* _To be done_
Return all of the data exactly, with nothing left out but the pictures.

* _Rows_
───
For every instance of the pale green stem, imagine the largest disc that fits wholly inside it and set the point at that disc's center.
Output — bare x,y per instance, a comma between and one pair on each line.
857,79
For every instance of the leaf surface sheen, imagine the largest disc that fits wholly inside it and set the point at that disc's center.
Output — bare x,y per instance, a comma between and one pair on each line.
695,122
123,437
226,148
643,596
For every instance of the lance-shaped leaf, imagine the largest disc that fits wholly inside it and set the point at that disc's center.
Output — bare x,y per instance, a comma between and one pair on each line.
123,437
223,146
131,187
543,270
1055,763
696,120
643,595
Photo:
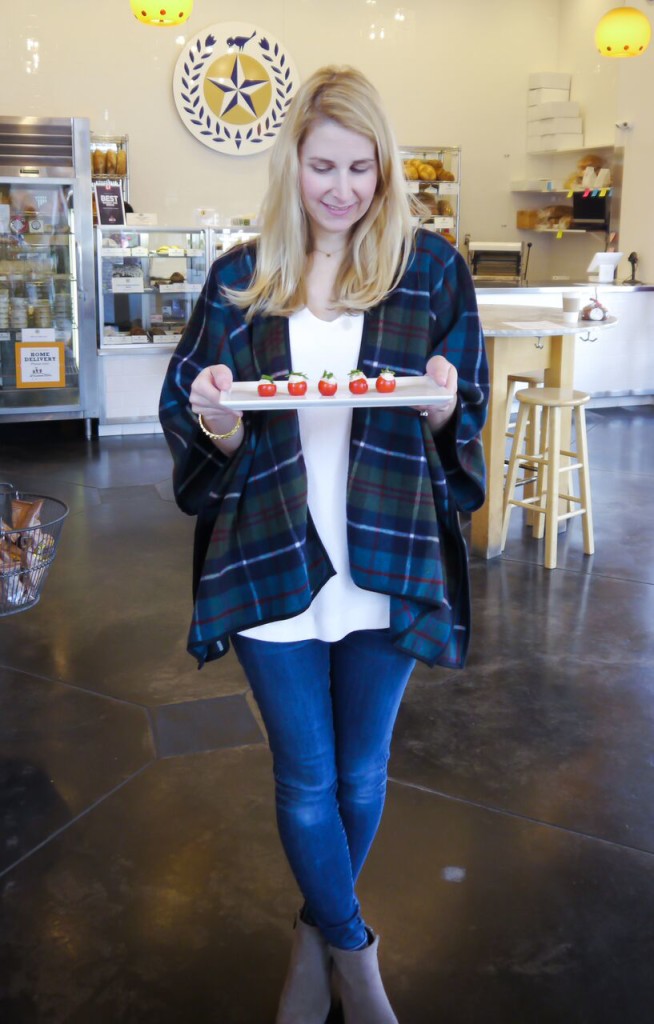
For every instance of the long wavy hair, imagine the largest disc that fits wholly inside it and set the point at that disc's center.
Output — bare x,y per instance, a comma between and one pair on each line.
380,244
───
* _Task result_
For every instance of the pale green stem, imagine the largest disc that fits wholly inside it and set the point at that disc's center.
Output — bare x,y per instance, a comma between and one pair on each line.
857,79
For every instance of the leaf surface sheen, imagine the largest disc that fits wholly inside it and set the point at that disc's center.
Output — bare x,y per instance, a comma between and one pair on each line.
695,122
123,437
226,148
643,596
For every instance of the lance-shaped leaf, imagine the largest disc that fits wholly inside it and set the point at that disc's center.
Output — bare x,y per instance, a comma between and one pair on each line.
123,437
223,146
131,187
543,270
1055,763
696,120
643,595
Photo:
For every instance of the long wavy hair, imagine the largest disc that fits wholly inside it and set the point at that disc's center.
Output — bare x,y per instance, a comma between and one pair on each line.
380,244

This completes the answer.